Page excerpt |
Start of Block

= Melt with the Sun =

"Melt With the Sun" is a dance music song written by Amber (aka Marie-Claire Cremers) and Sweet Rains, performed by Amber and produced by Sweet Rains and released on November 14, 2006. The dance music remixes EP has 10 tracks including remixes by Grammy Winner Hex Hector, Tracy Young, Al B Rich, AM Corona, Sweet Rains, Pathos V2, and Lance Jordan.

The song had its genesis in 2005 when dance music producer and remixer Sweet Rains asked Amber for her feedback on a song that he was working on. Amber provided her input to Sweet Rains, changing some melody lines and rewriting the lyrics.

The more that she worked on the song, the more she felt it would make a perfect dance music single to follow up her U.S. Top Ten Dance Music Radio hit "Just Like That". She pitched the idea to Sweet Rains and he quickly agreed.

End of Block

Supplied data |

Start of Block

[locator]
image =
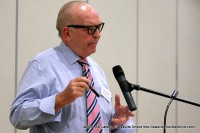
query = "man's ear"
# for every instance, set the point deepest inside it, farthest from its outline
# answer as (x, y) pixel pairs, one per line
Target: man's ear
(65, 33)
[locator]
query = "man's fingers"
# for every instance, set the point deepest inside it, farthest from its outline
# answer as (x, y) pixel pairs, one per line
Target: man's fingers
(117, 100)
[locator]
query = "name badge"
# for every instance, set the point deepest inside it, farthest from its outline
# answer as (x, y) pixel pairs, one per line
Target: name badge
(106, 93)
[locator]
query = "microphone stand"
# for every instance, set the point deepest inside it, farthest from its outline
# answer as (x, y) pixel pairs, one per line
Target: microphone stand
(138, 87)
(172, 97)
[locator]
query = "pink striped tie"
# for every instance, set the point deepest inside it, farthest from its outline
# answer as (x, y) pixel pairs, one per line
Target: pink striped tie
(93, 114)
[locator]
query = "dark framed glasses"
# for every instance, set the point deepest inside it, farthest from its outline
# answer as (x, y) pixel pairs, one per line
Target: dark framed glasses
(91, 29)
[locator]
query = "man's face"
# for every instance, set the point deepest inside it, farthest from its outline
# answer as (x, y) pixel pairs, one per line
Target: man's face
(82, 43)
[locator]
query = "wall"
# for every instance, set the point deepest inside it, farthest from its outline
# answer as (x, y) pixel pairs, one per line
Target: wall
(155, 41)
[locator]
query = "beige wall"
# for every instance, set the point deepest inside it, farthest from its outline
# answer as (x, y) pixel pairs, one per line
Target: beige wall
(155, 41)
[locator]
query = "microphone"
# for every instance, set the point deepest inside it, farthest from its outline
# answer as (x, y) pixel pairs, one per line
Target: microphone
(125, 87)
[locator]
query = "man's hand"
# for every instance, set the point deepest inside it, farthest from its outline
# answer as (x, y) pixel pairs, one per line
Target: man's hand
(122, 113)
(75, 88)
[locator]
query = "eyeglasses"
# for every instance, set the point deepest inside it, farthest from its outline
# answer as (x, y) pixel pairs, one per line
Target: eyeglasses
(91, 29)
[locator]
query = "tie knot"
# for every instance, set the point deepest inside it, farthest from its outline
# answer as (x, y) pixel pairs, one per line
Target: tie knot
(83, 62)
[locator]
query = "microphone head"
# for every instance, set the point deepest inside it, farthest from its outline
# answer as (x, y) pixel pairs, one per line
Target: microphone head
(117, 71)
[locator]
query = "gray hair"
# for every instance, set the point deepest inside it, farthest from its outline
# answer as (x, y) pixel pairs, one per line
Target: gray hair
(65, 15)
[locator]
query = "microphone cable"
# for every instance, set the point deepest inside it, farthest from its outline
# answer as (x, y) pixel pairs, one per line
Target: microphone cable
(174, 95)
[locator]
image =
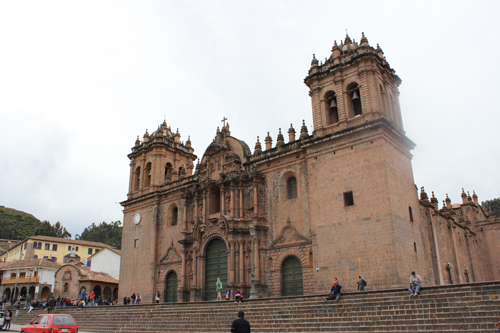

End of Block

Problem to solve |
Please copy the "Melt with the Sun" passage word for word, from "The song had" up to and including "he quickly agreed.". The material has no connection to the "Melt with the Sun" passage.

Answer space |
The song had its genesis in 2005 when dance music producer and remixer Sweet Rains asked Amber for her feedback on a song that he was working on. Amber provided her input to Sweet Rains, changing some melody lines and rewriting the lyrics.

The more that she worked on the song, the more she felt it would make a perfect dance music single to follow up her U.S. Top Ten Dance Music Radio hit "Just Like That". She pitched the idea to Sweet Rains and he quickly agreed.